### Recorded data
#####

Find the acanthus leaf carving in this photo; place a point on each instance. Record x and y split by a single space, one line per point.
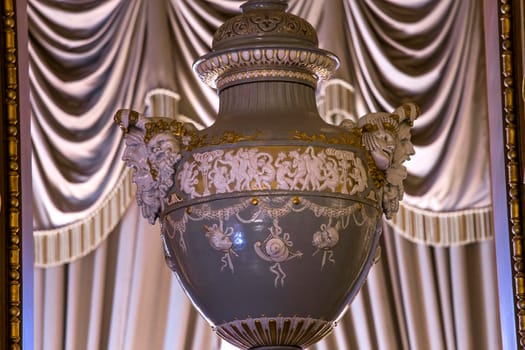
387 136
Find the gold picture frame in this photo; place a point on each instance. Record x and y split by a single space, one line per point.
15 185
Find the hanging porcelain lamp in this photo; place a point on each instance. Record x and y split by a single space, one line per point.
270 217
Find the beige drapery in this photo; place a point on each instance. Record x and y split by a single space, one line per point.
87 60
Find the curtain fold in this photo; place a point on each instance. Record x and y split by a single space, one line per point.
88 59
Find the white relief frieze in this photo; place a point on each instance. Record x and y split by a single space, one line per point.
249 169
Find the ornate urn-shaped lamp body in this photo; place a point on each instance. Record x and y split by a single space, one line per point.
270 217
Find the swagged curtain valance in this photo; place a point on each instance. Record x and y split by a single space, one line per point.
89 59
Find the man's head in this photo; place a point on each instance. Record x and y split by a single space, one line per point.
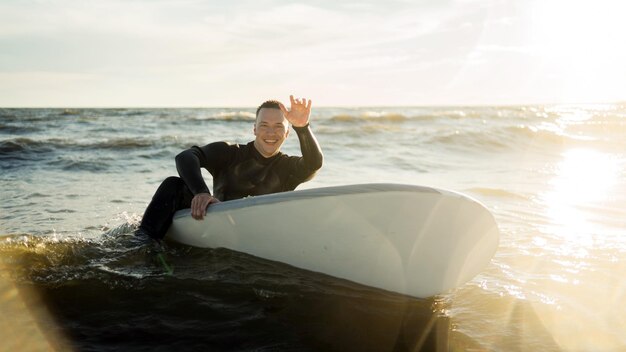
270 128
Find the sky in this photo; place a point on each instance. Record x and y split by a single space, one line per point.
206 53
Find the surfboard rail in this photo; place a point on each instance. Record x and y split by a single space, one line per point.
410 239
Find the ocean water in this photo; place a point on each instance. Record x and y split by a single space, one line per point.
74 184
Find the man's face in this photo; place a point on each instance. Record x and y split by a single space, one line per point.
271 130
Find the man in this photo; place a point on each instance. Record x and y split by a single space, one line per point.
238 170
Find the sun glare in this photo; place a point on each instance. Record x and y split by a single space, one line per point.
584 178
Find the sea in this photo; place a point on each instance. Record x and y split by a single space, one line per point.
74 184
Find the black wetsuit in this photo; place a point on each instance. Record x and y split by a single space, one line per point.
238 171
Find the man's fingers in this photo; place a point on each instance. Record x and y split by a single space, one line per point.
283 108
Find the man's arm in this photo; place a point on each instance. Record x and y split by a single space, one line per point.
298 115
188 164
312 157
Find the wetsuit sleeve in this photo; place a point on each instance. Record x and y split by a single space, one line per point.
312 157
189 163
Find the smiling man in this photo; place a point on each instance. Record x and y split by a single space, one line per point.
238 170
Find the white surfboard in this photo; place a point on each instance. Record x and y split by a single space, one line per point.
412 240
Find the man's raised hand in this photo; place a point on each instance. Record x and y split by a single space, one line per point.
299 112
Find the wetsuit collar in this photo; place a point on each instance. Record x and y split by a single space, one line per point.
258 156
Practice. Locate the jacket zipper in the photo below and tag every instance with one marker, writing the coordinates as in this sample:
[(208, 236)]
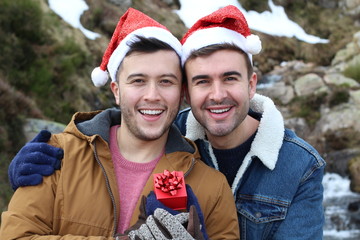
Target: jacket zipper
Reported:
[(108, 188)]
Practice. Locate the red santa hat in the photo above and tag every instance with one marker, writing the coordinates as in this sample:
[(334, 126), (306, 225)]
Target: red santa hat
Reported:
[(132, 24), (226, 25)]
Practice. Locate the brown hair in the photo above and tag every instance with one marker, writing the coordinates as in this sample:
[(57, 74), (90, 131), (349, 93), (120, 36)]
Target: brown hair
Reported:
[(208, 50)]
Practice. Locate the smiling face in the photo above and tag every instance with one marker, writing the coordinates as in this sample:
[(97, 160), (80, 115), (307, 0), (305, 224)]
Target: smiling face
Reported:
[(148, 93), (219, 91)]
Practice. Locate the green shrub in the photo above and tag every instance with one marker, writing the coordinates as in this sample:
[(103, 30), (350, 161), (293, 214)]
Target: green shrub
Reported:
[(353, 71)]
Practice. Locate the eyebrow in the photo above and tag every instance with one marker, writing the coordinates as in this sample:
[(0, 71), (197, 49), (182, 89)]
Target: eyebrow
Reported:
[(145, 75), (204, 76), (231, 73)]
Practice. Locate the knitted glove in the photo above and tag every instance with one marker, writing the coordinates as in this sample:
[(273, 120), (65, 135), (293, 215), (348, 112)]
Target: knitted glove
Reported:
[(156, 221), (163, 225), (35, 160), (152, 203)]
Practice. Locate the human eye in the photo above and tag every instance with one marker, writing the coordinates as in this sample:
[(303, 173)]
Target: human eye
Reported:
[(201, 82), (231, 78), (166, 82), (137, 81)]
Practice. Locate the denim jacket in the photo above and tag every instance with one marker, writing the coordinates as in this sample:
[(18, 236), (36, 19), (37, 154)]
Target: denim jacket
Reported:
[(278, 188)]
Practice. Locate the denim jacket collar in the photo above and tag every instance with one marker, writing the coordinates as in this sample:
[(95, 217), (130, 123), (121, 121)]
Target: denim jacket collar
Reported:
[(266, 144)]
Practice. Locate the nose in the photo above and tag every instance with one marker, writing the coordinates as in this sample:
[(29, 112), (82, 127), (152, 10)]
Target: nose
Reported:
[(152, 92), (218, 92)]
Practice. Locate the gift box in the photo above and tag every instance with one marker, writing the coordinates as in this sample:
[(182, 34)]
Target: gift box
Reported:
[(169, 188)]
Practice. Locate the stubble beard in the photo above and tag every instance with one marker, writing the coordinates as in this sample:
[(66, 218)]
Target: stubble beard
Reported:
[(139, 132)]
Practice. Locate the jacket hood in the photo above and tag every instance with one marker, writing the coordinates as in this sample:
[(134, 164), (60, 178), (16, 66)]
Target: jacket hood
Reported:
[(267, 141), (98, 123)]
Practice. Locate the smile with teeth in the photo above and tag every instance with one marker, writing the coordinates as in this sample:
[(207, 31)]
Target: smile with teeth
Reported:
[(218, 111), (151, 112)]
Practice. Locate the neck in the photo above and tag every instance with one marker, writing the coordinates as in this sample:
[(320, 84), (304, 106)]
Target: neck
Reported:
[(138, 150), (237, 137)]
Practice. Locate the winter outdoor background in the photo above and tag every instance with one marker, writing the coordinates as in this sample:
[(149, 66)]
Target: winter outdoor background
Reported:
[(273, 22)]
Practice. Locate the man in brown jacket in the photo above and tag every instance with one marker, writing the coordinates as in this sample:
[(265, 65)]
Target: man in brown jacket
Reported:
[(110, 156)]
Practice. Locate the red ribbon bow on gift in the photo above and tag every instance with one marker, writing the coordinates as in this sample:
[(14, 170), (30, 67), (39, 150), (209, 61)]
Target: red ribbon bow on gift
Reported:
[(168, 182)]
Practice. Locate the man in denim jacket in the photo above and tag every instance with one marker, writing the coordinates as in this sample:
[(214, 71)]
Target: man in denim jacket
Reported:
[(276, 177)]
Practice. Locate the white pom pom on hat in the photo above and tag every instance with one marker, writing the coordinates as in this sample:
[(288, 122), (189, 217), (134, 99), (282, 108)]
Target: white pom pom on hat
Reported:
[(226, 25), (131, 25), (99, 77)]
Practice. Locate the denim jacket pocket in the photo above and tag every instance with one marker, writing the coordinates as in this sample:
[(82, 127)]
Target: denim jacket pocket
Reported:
[(260, 216), (261, 209)]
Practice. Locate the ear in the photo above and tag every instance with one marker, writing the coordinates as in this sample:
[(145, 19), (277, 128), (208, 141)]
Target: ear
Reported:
[(116, 91), (252, 85), (186, 94)]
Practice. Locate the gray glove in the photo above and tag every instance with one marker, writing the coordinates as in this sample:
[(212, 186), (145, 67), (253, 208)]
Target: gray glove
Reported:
[(162, 225)]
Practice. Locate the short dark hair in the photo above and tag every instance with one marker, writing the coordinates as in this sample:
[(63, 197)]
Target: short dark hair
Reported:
[(147, 45), (208, 50)]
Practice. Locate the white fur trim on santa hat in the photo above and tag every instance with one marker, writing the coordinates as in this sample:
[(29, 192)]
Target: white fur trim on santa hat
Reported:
[(148, 32), (218, 35), (99, 77)]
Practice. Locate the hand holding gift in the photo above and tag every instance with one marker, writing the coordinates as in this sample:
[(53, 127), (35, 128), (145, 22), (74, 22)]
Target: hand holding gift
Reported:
[(169, 188)]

#####

The reply should repeat the data in full, exactly as given, and contain no pictures.

### Finished exercise
Find the acanthus leaf carving in this photo; place a point on each instance. Record x and y split by a single space, one line per point.
387 136
Find the gold picture frame in this photo; place a point on each instance. Record x and y split by a single space, one line per point.
15 185
Find the hanging porcelain lamp in this photo; place a point on each instance. Record x and y split by a single space, one line per point.
270 217
Find the beige drapery in this photo; place a point on each instance. Record x and y split by a single space, one line per point.
87 60
Find the curtain fold in this photo; place a point on each instance. Record x and y split by a single space, one line per point.
88 59
Find the white relief frieze in this photo; place a point on each instance. Record x and y split by a single space, one line per point.
249 169
Find the ornate urn-shaped lamp body in this photo; place a point on each instance. Record x and y split by a single space, one line per point.
270 217
Find the swagged curtain valance in this photo; place a point on each instance. Record x and y split by a single space, one line per point.
89 59
Find the man's head in this photo; place a point on each instance. Record x and y split by a single space, one line per point.
270 128
Find the sky in this photo; place a point on each instance. Record x and y split by a single space, one line per point.
206 53
Find the surfboard rail in this photo; place a point on each instance. Record x and y split by a single space, one line per point.
410 239
Find the ocean water in this photo; place a point on each instance. Record x and y split by a single space, one line per point.
74 184
Find the man's face in this photo; place a point on each instance. Record x and y split by a single space, one line per point.
271 130
Find the man in this photo; place a point on each instance. Record x and y split by a single space, one line per point.
238 170
Find the sun glare in this photo; place a point on each instance. Record x and y split by a single space, one line per point.
584 178
Find the sea in this photo; place a point on each instance. Record x and y split by a single space, one line per point.
74 184
Find the black wetsuit in this photo; place a point on each instance. Record x and y split by a single space, one line per point.
238 171
Find the man's fingers in this photo; place a point on each instance. Record x and y split by a single space, one line per point.
283 108
Find the man's arm in this photo; place a point on each instance. Record x and y split by a single space, one line per point.
298 115
188 164
312 157
Find the wetsuit sleeve in this photo; place a point on each instance. Record x and y split by a single space, one line per point.
312 157
189 163
Find the smiling man in this photo; place a point on each instance. Record x and y split by a single space, one line per point.
238 170
Find the white surfboard in this photo; place a point on each instance. Record x and y split by a single space, one line per point.
412 240
Find the man's raised hand in this photo; place a point on each instance. Record x and y split by a single space, one line per point.
299 112
Find the wetsuit collar in this photo; place a point on each instance. Record x and y split by a single space, one line per point.
258 156
Practice. Locate the jacket zipper in the photo below and tag every instance with one marker, writing the coordinates as in this sample:
[(208, 236)]
Target: jacket zipper
Reported:
[(108, 188)]
Practice. Locate the red santa hat in the photo above and tag every instance with one marker, writing the coordinates as in this sample:
[(334, 126), (306, 225)]
Target: red santa hat
Reported:
[(132, 24), (226, 25)]
Practice. Locate the brown hair in the photo above and tag every instance with one marker, writing the coordinates as in this sample:
[(57, 74), (90, 131), (349, 93), (120, 36)]
Target: brown hair
Reported:
[(208, 50)]
Practice. Locate the smiling face in the photo above and tag every instance with one marker, writing the coordinates as in this sample:
[(97, 160), (80, 115), (307, 0), (305, 224)]
Target: smiling face
Reported:
[(148, 93), (219, 91)]
Practice. Locate the green shrub in the photo above and tag every instance with one marker, writing the coordinates as in this sample:
[(103, 30), (350, 161), (293, 214)]
Target: green shrub
Reported:
[(353, 71)]
Practice. Locate the eyebrow in the photo above and tag every instance with one marker, writing the coordinates as in this sample:
[(0, 71), (197, 49), (182, 89)]
Target: eyebrow
Reported:
[(145, 75), (204, 76), (231, 73)]
Practice. Locate the knitted glove in the photo above and tag every instance with one marker, writing the coordinates as in this sample:
[(273, 120), (65, 135), (293, 215), (348, 112)]
Target: knitted glove
Reported:
[(156, 221), (163, 225), (35, 160), (152, 203)]
Practice. Locate the human eye in the photo above and tag every instance with one marker, writing the coordinates as in this sample:
[(303, 173)]
Target: human eye
Reported:
[(201, 82), (231, 78), (166, 82), (137, 81)]
Practice. Locate the denim jacket in the photo above and tag every instance with one marker, writing the coordinates as in this sample:
[(18, 236), (36, 19), (37, 154)]
Target: denim jacket
Reported:
[(278, 188)]
Practice. Locate the denim jacket collar in the photo above and tag every instance with one marker, writing the coordinates as in this sample:
[(95, 217), (130, 123), (121, 121)]
Target: denim jacket collar
Reported:
[(266, 144)]
Practice. Locate the nose in the photo above and tag every instance with one marker, writing the coordinates as in this sample:
[(29, 112), (82, 127), (152, 10)]
Target: nose
Reported:
[(152, 92), (218, 92)]
Practice. Locate the gift box in the photo above and tag every instance with one marker, writing the coordinates as in this sample:
[(182, 34)]
Target: gift box
Reported:
[(169, 188)]
Practice. Locate the stubble beard in the photo above and tag every instance with one marker, writing the coordinates as in this sample:
[(66, 218)]
Target: stubble beard
Reported:
[(139, 132)]
Practice. Locate the jacket hood in the photo above and tag every instance with one marker, writing the coordinates as in this sample:
[(134, 164), (60, 178), (16, 66)]
Target: jacket hood
Reported:
[(267, 141), (98, 123)]
Practice. Locate the smile with teeth in the photo above and tag every instance with one marker, writing the coordinates as in this sample:
[(207, 31)]
Target: smile with teeth
Reported:
[(218, 111), (151, 112)]
Practice. Locate the neck in the photo above and tag every instance with one marker, writing the coordinates as in this sample:
[(320, 84), (304, 106)]
Target: neck
Reported:
[(138, 150), (237, 137)]
Practice. Locate the winter outdoor background in the photo above and tag every instance with one marker, writing the coordinates as in this sample:
[(149, 66)]
Target: winter outdoor background
Reported:
[(273, 22)]
Practice. Locate the man in brown jacket in the photo above and tag every instance with one marker, writing the coordinates as in this sample:
[(265, 65)]
Target: man in brown jacket
Reported:
[(110, 156)]
Practice. Locate the red ribbon bow on gift in the photo above and tag every instance with one marker, writing the coordinates as in this sample:
[(14, 170), (30, 67), (39, 150), (209, 61)]
Target: red ribbon bow on gift
Reported:
[(168, 182)]
Practice. Locate the man in denim jacket in the photo above and tag every instance with one marker, writing the coordinates as in this sample:
[(214, 71)]
Target: man in denim jacket
Reported:
[(276, 177)]
Practice. Locate the white pom pom on hat in the photo above and tag every instance with one marker, writing the coordinates as in this sample:
[(288, 122), (189, 217), (134, 99), (282, 108)]
Target: white pom pom on hat
Reported:
[(226, 25), (131, 25), (99, 77)]
Practice. Locate the denim jacket pocket in the photo above and tag every instance with one marker, writing the coordinates as in this sample:
[(82, 127)]
Target: denim jacket pocket
Reported:
[(260, 216), (261, 209)]
Practice. Locate the ear in the photo above and tag every instance with one marker, writing the coordinates as in this sample:
[(145, 19), (277, 128), (208, 141)]
Target: ear
Reported:
[(116, 91), (252, 85), (186, 94)]
Practice. Locate the gray glove in the photo above and tag every instance with one marker, writing the coordinates as in this sample:
[(212, 186), (145, 67), (253, 208)]
Target: gray glove
Reported:
[(162, 225)]
Practice. Locate the short dark hair in the photo above and tag every instance with one marker, writing the coordinates as in this sample:
[(63, 197)]
Target: short dark hair
Reported:
[(147, 45), (208, 50)]
Practice. Locate the white fur trim on santa hat in the photo above and tag every instance with one marker, writing the coordinates as in this sample:
[(29, 192)]
Target: white fur trim on santa hat
Reported:
[(148, 32), (218, 35), (99, 77)]
Practice. Locate the hand holding gift in the photo above and tag every instance with one marker, writing the coordinates as in this sample:
[(53, 127), (35, 128), (145, 22), (74, 22)]
Target: hand holding gift
Reported:
[(169, 188)]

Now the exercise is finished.